Archived-At: <https://mailarchive.ietf.org/arch/msg/bier/_WwICXxZ6yMsX2BP15bt2AKi2c0>
Subject: Re: [Bier] ASIC restrictions
X-BeenThere: bier@ietf.org
X-Mailman-Version: 2.1.39
Precedence: list
List-Id: "\"Bit Indexed Explicit Replication discussion list\"" <bier.ietf.org>
List-Unsubscribe: <https://www.ietf.org/mailman/options/bier>, <mailto:bier-request@ietf.org?subject=unsubscribe>
List-Archive: <https://mailarchive.ietf.org/arch/browse/bier/>
List-Post: <mailto:bier@ietf.org>
List-Help: <mailto:bier-request@ietf.org?subject=help>
List-Subscribe: <https://www.ietf.org/mailman/listinfo/bier>, <mailto:bier-request@ietf.org?subject=subscribe>
X-List-Received-Date: Tue, 15 Nov 2022 13:08:23 -0000

Well, roughly agreeing with Toerless but couple more observation

1. the problem with SRH kind of thingies is not only the de-facto
unlimited size, compression is bad already (complex, complex stuff on the
die and if you have a bug it's end of the world mostly compared to a
software bug in control plane) but the fact that SRH'ilk stuff can show up
at _any_ offset is what drives silicon folks bats. The _love_ fixed
offsets, that can be implement in gates very, very, very efficinently (i.e.
high throuput at low power), anything that is variable format, variable
offset is anathema to those guys so needs to be avoided. Hence e.g. the
interim in BIER ages ago where feedback from Juniper silicon foks was
strong "put the bitmask last since it varies in lenght" ;-) Thankfully that
has been adopted

2. recirculation is a complex beast. _If_ the chip does NOT allow for
mucking aroiund with most header/payload after turn around it's mostly
really just descriptors being circled around. That's decently cheap. _If_
you want to muck with header deeply (which in case of BIER and definitely
SRH is the case) then you start to shuffle aroiund payload copies, full
header copies, whatever and _THAT_ is killing BW on the die

all depends heavily on the specific die/vendor/chip architecture of course
so take that all as rough ballpark reality outline

-- tony

On Tue, Nov 15, 2022 at 11:10 AM Toerless Eckert <tte@cs.fau.de> wrote:

> Thanks, Vasili, Tony
>
> My experience has been that you need to throw really big money
> opportunities into
> the front of product marketing, which then goes to chip development (or
> OEM) and
> requests better hardware.

SUPPLIED MATERIAL »
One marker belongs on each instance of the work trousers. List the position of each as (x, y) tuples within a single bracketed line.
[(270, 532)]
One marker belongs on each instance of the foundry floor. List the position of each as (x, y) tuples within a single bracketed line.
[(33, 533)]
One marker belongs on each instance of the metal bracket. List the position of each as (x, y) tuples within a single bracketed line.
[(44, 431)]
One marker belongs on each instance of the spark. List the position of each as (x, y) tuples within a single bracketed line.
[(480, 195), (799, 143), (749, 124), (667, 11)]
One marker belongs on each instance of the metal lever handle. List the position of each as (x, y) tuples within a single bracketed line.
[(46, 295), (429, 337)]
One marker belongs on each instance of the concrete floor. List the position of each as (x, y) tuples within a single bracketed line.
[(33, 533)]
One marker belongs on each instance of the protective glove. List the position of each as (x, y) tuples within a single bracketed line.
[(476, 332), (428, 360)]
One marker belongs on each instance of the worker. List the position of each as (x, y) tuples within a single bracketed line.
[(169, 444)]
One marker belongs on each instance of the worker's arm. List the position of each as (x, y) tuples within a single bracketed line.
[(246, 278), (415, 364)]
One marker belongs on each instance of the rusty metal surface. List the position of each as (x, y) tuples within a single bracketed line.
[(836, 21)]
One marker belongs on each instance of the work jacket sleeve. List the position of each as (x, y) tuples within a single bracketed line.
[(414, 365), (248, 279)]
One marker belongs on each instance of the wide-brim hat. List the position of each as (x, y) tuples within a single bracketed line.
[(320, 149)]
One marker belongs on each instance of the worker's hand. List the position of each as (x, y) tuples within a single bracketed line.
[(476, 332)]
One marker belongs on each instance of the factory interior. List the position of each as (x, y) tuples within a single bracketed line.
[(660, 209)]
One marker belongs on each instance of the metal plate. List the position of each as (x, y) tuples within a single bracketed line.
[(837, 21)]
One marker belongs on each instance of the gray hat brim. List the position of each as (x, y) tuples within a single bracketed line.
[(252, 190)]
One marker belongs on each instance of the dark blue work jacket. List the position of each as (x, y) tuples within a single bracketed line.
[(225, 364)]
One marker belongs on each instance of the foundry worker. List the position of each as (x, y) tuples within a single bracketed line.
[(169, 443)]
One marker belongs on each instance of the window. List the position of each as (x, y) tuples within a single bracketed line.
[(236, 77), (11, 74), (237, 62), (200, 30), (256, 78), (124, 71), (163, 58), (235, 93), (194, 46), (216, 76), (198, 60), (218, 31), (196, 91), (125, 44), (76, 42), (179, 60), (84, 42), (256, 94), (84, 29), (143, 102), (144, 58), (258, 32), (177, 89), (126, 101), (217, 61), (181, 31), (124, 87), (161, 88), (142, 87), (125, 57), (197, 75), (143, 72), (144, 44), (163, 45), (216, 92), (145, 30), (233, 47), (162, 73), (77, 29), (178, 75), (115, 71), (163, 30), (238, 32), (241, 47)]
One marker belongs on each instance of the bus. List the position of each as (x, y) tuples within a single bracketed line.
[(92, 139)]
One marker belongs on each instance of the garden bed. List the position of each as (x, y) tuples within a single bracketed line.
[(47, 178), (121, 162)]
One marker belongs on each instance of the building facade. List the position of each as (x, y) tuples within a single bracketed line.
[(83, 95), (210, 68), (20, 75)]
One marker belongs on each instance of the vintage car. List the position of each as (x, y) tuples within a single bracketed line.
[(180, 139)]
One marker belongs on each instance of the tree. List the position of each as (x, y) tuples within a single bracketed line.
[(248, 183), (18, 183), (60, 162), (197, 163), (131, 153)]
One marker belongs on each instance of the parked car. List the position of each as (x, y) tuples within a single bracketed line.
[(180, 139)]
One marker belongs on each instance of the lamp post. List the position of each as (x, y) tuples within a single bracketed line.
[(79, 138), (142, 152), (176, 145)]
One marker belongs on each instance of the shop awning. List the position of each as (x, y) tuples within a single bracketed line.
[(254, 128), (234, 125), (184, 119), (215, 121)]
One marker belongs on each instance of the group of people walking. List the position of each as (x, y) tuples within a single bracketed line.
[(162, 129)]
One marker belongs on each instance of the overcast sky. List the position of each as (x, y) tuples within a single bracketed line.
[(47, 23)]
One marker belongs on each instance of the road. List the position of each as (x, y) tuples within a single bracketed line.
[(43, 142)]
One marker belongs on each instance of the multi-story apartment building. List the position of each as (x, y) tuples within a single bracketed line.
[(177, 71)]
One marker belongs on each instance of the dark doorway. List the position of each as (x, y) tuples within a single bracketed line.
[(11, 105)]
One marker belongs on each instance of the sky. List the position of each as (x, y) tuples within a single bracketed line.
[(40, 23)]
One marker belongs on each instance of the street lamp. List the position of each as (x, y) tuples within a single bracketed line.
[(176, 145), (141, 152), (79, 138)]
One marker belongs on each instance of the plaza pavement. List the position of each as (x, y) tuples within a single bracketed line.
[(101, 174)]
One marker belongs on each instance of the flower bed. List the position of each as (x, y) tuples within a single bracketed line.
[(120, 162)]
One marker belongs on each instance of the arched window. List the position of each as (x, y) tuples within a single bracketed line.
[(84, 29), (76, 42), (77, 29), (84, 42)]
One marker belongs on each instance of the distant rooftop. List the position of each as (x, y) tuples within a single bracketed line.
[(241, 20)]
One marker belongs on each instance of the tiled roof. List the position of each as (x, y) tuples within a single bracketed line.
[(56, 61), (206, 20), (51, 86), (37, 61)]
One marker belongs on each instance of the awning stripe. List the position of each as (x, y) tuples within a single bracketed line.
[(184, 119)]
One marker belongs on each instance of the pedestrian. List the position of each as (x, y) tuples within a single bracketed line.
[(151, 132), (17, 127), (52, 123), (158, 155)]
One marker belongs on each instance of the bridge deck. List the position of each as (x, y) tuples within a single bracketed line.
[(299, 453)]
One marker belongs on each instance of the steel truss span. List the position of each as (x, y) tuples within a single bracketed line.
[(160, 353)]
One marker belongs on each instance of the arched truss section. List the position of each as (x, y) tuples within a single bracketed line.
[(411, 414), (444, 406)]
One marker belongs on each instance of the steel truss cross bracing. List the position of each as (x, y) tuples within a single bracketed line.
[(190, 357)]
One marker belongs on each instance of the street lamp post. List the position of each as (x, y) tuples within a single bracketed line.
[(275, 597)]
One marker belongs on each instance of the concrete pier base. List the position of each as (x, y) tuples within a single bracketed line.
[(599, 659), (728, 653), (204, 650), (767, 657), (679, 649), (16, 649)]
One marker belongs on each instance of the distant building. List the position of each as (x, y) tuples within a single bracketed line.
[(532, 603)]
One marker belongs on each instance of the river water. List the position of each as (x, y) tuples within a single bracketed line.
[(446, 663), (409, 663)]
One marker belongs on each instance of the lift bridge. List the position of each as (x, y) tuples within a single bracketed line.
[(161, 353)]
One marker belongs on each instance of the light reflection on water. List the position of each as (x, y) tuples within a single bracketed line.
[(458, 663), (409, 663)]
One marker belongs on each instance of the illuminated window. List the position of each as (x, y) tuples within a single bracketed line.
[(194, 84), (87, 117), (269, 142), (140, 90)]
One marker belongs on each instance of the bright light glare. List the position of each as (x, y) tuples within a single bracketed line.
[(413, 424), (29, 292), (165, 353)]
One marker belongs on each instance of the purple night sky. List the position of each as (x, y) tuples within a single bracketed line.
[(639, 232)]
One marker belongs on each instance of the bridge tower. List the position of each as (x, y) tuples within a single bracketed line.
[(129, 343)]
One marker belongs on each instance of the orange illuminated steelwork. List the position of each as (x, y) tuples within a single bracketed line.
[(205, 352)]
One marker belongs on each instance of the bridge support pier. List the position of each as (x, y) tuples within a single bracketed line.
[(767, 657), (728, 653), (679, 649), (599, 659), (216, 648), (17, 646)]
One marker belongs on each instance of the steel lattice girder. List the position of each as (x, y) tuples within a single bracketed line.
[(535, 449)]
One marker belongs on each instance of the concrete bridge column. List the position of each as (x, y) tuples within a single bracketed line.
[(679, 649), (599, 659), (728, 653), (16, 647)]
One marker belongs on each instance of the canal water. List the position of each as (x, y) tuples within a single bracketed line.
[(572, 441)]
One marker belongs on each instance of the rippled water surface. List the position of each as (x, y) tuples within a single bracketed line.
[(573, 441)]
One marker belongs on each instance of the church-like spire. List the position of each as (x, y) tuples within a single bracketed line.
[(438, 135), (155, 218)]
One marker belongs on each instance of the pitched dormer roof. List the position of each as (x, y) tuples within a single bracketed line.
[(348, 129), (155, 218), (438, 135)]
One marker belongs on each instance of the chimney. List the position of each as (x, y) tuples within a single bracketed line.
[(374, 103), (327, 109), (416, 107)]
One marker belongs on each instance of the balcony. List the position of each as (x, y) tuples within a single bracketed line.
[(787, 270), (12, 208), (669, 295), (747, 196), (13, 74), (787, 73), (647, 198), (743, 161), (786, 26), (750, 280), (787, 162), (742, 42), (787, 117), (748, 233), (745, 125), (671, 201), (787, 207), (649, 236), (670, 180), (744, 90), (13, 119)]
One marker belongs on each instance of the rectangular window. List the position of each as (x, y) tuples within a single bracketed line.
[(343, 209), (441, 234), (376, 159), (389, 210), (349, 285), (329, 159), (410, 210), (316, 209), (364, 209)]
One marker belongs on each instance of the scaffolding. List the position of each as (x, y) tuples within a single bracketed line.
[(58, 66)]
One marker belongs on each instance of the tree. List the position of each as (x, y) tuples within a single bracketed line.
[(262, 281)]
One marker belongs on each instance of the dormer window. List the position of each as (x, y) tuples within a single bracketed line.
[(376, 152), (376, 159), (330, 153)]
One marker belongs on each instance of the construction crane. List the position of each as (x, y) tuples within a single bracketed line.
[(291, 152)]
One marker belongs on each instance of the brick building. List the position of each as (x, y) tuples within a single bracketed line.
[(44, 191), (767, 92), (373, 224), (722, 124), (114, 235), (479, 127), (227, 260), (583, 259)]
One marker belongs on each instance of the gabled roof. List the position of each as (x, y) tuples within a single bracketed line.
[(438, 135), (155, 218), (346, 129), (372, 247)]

YOUR OBJECTIVE »
Pick up the BIER mailing-list message on ASIC restrictions after its last line and keep writing it from there.

RESULT FOR THIS TASK »
>
> I lived through that when platforms/chip-designers complained bitterly
> about
> moving from IPv4 to IPv6 with TCAM or MTRIE lookups, and of course, when i
> wanted
> to have IPv6 (S,G) lookups (256 bits!) they complained bitterly again.
> Until
> luckily someone asked for IPv6 5 tuple (unicast) ACLs, which required even
> longer lookups
> and in result enabled (S,G) multicast lookups as well.
>
> And i am not going to repeat all the details of the challenges that we as
> an
> industry did have with High Energy Physics jumbo packets and the like.
> Several similar
> stories..
>
> So, it is definitely very prudent to be able to show value of any new
> system with
> the currently feasible lookups such as 256 bit (which is why we
> concentrated out
> initial simulation on that), but also have the system be able
> to scale up to longer lookups, so big customers/use-cases can demand
> support in
> future generations. Aka: i would not want to bet on such a strict "longer"
> lookup requirement as IPv6 had it when IPv4 was standard. But once there
> are use-cases
> thst make money and they go into a hardwre churn phase, there are always
> opportunities
> to get more/longer lookups if shown beneficial.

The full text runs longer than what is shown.